▶ TEXT TO READ:
- Born: January 1, 1932
- Died: January 1, 2001 (aged 69)
- Citizenship: Egypt
- Occupations: Journalist; Writer;

= Adel Hussein =

Egyptian journalist and political activist

Adel Hussein (1932–2001) was an Egyptian journalist and oppositional political activist, who moved from Marxism to Islamism.

==Life==
The youngest brother of Ahmed Hussein, founder of the Young Egypt Party, Hussein became an anti-British activist early and was imprisoned for communist student activism from 1953 to 1956. Graduating in science from Cairo University in 1957, he was imprisoned again from 1959 to 1964.

On release from jail, Hussein became a journalist, joining the newspaper Akhbar el-Yom. Forced into an administrative job for his opposition to President El-Sadat in 1973, he embarked upon a period of scholarly research which resulted in three books: The Egyptian Economy, Towards a New Arab Thought (1981), and Normalisation (1984).

Joining the Socialist Labour Party in 1984, he drove the party towards a hybrid of Marxist anti-imperialism and Islamist emphasis on Shari'a. He edited the party newspaper, Al-Shaab from 1985 to 1993, allowing the leaders of the banned Muslim Brotherhood to write for it. At the party congress in May 1993, Adel Hussein was elected the Labour Party's General Secretary, and gave up the editorship of Al-Sha'ab to his nephew Magdi Hussein.

▶ RECORDS SHOWN:

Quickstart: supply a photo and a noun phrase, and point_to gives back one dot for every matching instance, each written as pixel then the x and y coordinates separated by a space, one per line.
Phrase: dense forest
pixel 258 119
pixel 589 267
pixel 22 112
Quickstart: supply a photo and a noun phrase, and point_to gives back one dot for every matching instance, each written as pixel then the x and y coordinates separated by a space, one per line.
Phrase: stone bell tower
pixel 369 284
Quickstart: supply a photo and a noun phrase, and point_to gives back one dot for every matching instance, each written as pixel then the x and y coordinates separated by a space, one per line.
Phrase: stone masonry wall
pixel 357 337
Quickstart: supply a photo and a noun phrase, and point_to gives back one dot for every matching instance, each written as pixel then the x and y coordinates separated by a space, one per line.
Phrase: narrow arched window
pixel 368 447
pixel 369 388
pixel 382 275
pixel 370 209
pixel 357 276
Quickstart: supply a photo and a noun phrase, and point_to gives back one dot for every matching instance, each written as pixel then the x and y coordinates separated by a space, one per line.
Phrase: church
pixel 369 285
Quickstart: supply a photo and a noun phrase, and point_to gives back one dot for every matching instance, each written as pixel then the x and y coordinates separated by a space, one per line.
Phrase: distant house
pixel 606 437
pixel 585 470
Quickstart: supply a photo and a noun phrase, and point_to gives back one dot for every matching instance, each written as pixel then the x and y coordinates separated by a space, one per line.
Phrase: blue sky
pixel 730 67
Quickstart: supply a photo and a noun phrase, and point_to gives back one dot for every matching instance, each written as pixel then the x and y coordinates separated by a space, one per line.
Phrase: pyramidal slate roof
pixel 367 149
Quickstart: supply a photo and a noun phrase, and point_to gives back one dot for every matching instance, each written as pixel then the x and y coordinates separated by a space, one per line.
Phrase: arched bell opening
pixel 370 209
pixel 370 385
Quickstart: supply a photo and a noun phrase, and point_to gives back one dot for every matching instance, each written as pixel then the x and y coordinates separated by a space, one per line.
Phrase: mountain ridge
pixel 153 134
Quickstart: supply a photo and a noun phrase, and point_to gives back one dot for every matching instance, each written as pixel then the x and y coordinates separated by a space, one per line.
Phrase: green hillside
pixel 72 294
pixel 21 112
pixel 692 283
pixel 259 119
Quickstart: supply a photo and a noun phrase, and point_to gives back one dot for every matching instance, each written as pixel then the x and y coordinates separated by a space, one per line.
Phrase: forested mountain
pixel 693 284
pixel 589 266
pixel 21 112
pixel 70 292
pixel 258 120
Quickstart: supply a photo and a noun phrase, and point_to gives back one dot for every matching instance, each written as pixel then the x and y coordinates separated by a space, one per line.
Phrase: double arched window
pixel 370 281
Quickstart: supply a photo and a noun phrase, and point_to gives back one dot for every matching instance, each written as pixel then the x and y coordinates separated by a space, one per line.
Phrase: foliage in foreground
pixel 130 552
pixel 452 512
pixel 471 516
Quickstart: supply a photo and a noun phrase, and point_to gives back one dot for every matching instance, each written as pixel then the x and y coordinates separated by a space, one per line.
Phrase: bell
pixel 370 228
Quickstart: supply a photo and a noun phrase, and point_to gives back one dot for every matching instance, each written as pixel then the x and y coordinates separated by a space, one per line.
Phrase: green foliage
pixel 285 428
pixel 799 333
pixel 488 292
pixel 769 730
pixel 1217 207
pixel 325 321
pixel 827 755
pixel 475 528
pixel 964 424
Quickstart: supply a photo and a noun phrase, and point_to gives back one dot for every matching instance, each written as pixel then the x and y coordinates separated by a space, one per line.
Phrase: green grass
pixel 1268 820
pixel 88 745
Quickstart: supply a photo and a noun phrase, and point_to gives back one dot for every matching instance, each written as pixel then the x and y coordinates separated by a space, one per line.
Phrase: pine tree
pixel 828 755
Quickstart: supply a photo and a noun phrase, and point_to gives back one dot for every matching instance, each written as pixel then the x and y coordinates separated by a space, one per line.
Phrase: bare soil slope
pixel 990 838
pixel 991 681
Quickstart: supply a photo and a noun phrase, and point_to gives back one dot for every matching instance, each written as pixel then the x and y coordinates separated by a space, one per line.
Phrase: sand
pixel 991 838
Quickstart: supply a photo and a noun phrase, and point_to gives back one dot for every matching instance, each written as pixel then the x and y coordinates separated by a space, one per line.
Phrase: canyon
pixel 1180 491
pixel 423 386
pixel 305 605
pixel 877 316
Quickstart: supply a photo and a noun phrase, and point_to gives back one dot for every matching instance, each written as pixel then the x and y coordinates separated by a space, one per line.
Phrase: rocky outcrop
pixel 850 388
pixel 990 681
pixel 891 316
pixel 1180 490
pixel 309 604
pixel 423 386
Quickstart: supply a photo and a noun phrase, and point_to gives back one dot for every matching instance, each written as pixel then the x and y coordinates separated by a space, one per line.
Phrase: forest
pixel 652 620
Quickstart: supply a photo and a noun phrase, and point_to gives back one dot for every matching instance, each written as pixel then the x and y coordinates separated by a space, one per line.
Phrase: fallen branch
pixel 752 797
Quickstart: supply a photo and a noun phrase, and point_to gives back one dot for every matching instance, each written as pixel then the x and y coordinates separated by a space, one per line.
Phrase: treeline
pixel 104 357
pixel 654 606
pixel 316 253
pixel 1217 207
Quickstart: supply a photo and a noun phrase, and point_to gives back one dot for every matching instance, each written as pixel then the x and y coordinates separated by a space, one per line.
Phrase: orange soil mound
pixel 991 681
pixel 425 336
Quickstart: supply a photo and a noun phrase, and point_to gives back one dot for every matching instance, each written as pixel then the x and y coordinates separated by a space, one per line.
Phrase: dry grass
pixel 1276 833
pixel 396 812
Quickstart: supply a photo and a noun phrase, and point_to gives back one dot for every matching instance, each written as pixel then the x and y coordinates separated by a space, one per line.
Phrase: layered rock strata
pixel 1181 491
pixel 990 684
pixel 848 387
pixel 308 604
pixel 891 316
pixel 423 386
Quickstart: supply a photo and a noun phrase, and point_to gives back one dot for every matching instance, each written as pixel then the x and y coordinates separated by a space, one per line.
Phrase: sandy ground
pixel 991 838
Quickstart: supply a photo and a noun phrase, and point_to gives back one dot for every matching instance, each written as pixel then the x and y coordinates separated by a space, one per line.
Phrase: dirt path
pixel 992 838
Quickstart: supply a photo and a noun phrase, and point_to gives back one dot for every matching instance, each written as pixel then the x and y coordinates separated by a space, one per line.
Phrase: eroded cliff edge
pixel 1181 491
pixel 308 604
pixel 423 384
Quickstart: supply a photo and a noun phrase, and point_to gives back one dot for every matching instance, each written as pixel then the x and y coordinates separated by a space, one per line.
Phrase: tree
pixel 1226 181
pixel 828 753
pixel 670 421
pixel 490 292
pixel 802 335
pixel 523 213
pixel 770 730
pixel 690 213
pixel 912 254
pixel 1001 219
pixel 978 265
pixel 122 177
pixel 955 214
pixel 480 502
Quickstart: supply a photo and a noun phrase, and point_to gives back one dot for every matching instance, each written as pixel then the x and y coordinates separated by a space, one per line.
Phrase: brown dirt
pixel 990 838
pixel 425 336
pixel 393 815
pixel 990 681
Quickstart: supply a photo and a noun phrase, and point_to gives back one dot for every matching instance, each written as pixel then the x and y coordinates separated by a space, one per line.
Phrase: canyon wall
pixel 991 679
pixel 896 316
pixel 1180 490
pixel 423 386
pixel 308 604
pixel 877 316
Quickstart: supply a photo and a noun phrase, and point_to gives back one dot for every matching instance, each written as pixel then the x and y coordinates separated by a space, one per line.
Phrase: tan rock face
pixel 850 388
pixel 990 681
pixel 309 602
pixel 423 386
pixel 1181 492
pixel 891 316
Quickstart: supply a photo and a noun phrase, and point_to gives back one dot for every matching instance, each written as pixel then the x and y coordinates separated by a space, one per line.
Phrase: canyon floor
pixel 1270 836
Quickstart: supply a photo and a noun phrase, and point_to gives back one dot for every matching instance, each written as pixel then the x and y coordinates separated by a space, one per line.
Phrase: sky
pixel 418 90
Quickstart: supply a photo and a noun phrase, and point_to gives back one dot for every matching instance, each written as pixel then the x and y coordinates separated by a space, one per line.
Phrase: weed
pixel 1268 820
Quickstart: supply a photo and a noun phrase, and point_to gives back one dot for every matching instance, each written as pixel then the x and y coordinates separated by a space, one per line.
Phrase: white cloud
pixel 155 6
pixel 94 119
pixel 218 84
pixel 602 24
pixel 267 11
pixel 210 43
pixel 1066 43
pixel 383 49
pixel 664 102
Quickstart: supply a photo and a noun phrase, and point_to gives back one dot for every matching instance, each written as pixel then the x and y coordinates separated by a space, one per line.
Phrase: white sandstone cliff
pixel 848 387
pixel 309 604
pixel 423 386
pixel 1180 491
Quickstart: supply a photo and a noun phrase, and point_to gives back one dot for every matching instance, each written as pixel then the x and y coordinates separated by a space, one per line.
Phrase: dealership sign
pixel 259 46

▶ PROBLEM SET:
a) Using the text about Adel Hussein, decide whether each statement agrees with it: (i) Hussein was imprisoned for communist student activism from 1953 to 1956; (ii) Hussein joined the Socialist Labour Party in 1993; (iii) Hussein handed the editorship of Al-Sha'ab to his nephew Magdi Hussein. For each, answer yes or no and quote the deciding words of the text.
b) Copy the stretch of the text about Adel Hussein from "- Citizenship: Egypt" through "and Normalisation (1984).", keeping every word and mark unchanged.

▶ WORKED SOLUTIONS:
a)
(i) Yes: "was imprisoned for communist student activism from 1953 to 1956"
(ii) No: "Joining the Socialist Labour Party in 1984"
(iii) Yes: "gave up the editorship of Al-Sha'ab to his nephew Magdi Hussein"

b)
- Citizenship: Egypt
- Occupations: Journalist; Writer;

= Adel Hussein =

Egyptian journalist and political activist

Adel Hussein (1932–2001) was an Egyptian journalist and oppositional political activist, who moved from Marxism to Islamism.

==Life==
The youngest brother of Ahmed Hussein, founder of the Young Egypt Party, Hussein became an anti-British activist early and was imprisoned for communist student activism from 1953 to 1956. Graduating in science from Cairo University in 1957, he was imprisoned again from 1959 to 1964.

On release from jail, Hussein became a journalist, joining the newspaper Akhbar el-Yom. Forced into an administrative job for his opposition to President El-Sadat in 1973, he embarked upon a period of scholarly research which resulted in three books: The Egyptian Economy, Towards a New Arab Thought (1981), and Normalisation (1984).